◆ Prompt
Return every entry in the listing word for word.

◆ Material to process
***

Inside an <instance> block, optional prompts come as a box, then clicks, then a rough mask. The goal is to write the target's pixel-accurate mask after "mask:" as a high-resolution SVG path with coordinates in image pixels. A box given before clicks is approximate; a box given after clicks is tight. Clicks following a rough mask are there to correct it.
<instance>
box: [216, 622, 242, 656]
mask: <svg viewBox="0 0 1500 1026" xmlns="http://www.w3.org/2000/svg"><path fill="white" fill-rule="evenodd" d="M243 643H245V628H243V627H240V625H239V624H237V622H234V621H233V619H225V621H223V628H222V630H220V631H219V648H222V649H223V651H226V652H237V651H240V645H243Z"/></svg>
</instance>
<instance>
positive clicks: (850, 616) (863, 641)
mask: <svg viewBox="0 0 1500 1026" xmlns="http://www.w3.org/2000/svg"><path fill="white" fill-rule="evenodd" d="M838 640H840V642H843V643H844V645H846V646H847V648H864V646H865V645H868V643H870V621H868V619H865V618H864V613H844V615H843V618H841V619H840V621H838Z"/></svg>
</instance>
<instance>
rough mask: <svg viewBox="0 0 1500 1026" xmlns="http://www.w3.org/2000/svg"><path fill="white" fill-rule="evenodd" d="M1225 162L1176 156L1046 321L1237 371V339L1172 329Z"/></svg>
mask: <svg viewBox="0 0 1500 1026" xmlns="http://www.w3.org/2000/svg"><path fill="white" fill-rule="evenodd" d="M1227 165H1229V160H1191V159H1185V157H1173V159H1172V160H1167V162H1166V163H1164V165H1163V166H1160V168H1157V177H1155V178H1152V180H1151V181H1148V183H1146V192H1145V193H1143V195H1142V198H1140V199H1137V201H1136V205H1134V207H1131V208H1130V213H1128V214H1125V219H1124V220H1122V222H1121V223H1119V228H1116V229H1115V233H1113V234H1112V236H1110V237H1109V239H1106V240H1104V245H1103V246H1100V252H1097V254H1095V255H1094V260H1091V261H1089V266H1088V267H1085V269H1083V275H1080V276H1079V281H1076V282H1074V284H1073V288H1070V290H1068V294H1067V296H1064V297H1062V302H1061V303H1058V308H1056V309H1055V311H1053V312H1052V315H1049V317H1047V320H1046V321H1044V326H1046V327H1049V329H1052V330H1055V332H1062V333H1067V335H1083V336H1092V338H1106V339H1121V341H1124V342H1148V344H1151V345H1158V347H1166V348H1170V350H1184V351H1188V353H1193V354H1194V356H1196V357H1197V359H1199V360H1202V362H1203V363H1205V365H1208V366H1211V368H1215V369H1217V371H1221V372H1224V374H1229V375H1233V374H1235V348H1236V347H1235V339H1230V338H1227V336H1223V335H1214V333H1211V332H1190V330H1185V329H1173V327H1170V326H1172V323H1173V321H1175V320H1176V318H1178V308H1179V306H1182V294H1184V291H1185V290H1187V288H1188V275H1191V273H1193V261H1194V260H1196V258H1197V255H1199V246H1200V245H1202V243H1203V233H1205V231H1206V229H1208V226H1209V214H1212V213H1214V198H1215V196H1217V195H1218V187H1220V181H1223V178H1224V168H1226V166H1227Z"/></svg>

***

◆ Your response
Inside an <instance> block, optional prompts come as a box, then clicks, then a rough mask. The goal is to write the target's pixel-accurate mask after "mask:" as a high-resolution SVG path with coordinates in image pixels. A box given before clicks is approximate; a box given after clicks is tight. Clicks following a rough mask are there to correct it.
<instance>
box: [216, 622, 242, 656]
mask: <svg viewBox="0 0 1500 1026" xmlns="http://www.w3.org/2000/svg"><path fill="white" fill-rule="evenodd" d="M243 643H245V628H243V627H240V625H239V624H237V622H234V621H233V619H225V621H223V628H222V630H220V631H219V648H222V649H223V651H226V652H237V651H240V645H243Z"/></svg>
</instance>
<instance>
positive clicks: (850, 616) (863, 641)
mask: <svg viewBox="0 0 1500 1026" xmlns="http://www.w3.org/2000/svg"><path fill="white" fill-rule="evenodd" d="M838 640H840V642H843V643H844V645H846V646H847V648H864V646H865V645H868V643H870V621H868V619H865V618H864V613H844V615H843V618H841V619H840V621H838Z"/></svg>
</instance>
<instance>
rough mask: <svg viewBox="0 0 1500 1026" xmlns="http://www.w3.org/2000/svg"><path fill="white" fill-rule="evenodd" d="M1225 162L1176 156L1046 321L1237 371V339L1172 329Z"/></svg>
mask: <svg viewBox="0 0 1500 1026" xmlns="http://www.w3.org/2000/svg"><path fill="white" fill-rule="evenodd" d="M1227 165H1229V160H1191V159H1185V157H1173V159H1172V160H1167V162H1166V163H1164V165H1163V166H1160V168H1157V177H1155V178H1152V180H1151V181H1148V183H1146V192H1145V193H1143V195H1142V198H1140V199H1137V201H1136V205H1134V207H1131V208H1130V213H1128V214H1125V219H1124V220H1122V222H1121V223H1119V228H1116V229H1115V233H1113V234H1112V236H1110V237H1109V239H1106V240H1104V245H1103V246H1100V252H1097V254H1095V255H1094V260H1091V261H1089V266H1088V267H1085V269H1083V275H1080V276H1079V281H1076V282H1074V284H1073V288H1070V290H1068V294H1067V296H1064V297H1062V302H1061V303H1058V308H1056V309H1055V311H1053V312H1052V315H1049V317H1047V320H1046V321H1044V326H1046V327H1049V329H1052V330H1055V332H1062V333H1067V335H1083V336H1092V338H1106V339H1121V341H1124V342H1148V344H1151V345H1158V347H1166V348H1170V350H1184V351H1188V353H1193V354H1194V356H1196V357H1197V359H1199V360H1202V362H1203V363H1205V365H1208V366H1211V368H1215V369H1217V371H1221V372H1224V374H1229V375H1233V374H1235V348H1236V347H1235V339H1230V338H1227V336H1223V335H1214V333H1211V332H1190V330H1185V329H1173V327H1170V326H1172V323H1173V321H1175V320H1176V318H1178V308H1179V306H1182V294H1184V291H1185V290H1187V288H1188V275H1191V273H1193V261H1194V260H1196V258H1197V255H1199V246H1200V245H1202V243H1203V233H1205V231H1206V229H1208V226H1209V214H1212V213H1214V198H1215V196H1217V195H1218V187H1220V181H1223V178H1224V168H1226V166H1227Z"/></svg>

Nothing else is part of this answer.